> **Objective a**:
Write out the records below, from the line containing "Where can you see the red" through the final line of the records, reproducing each line word for word.

> **Given passage**:

# My Living room set and dedicated 2 channel room



## specd_out (Jul 3, 2013)

These are my two rooms. 

HT/Livingroom

Polk RTiA5 Mains
Polk RTiA6 Center
Polk T15 Surround
Polk Micro Pro 4000. with blown plate amp. Currently powered by a Crown XLS1000 bridged.
Pioneer Elite VSX-32
Pioneer Elite BDP-52fd
Sharp 52le810
Monster Power 1650
Directv hr-24
Xbox 360
Harmony 900
AQ Forest HDMI

I am using an Ikea besta stand top and bottom. I have a 12v power supply running a 250mm fan above my Vsx-32 to keep air moving. My room isnt very large so I am limited as to what I can do, But I have some plans in mind. I am considering some inwalls for front heights, and some FSXIa6 for surround duty. 

Some of these photos have some older stuff in them. My Carvers and the turntable are now in the listening room, the Panny bluray has been replaced by the Pioneer, and the crown is now powering the sub.

























Added some spikes to the A6 to give is a slight angle 









Pioneers were an idea I had for 2 channel listening, before I setup my dedicated room. 









This is a project I did to get the speakers a mirror finish. I 3 step polished them out and bam pure awesome sauce

























2 Channel room.

> **Objective b**:
Translate this sentence from the home theater post above into Spanish: "I have a 12v power supply running a 250mm fan above my Vsx-32 to keep air moving."

> **Dataset records**:
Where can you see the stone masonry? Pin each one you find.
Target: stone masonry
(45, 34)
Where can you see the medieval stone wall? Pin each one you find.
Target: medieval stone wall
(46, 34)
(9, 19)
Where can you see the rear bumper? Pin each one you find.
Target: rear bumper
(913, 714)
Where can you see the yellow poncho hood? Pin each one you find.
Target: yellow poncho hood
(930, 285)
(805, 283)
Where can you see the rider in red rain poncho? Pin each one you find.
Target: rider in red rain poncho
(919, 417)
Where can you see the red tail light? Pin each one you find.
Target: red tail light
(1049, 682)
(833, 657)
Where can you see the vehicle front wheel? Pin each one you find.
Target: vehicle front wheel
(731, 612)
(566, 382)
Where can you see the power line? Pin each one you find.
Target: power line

> **Problem solution a**:
Where can you see the red tail light? Pin each one you find.
Target: red tail light
(1049, 682)
(833, 657)
Where can you see the vehicle front wheel? Pin each one you find.
Target: vehicle front wheel
(731, 612)
(566, 382)
Where can you see the power line? Pin each one you find.
Target: power line

> **Problem solution b**:
Tengo una fuente de alimentación de 12 V que hace funcionar un ventilador de 250 mm encima de mi Vsx-32 para mantener el aire en movimiento.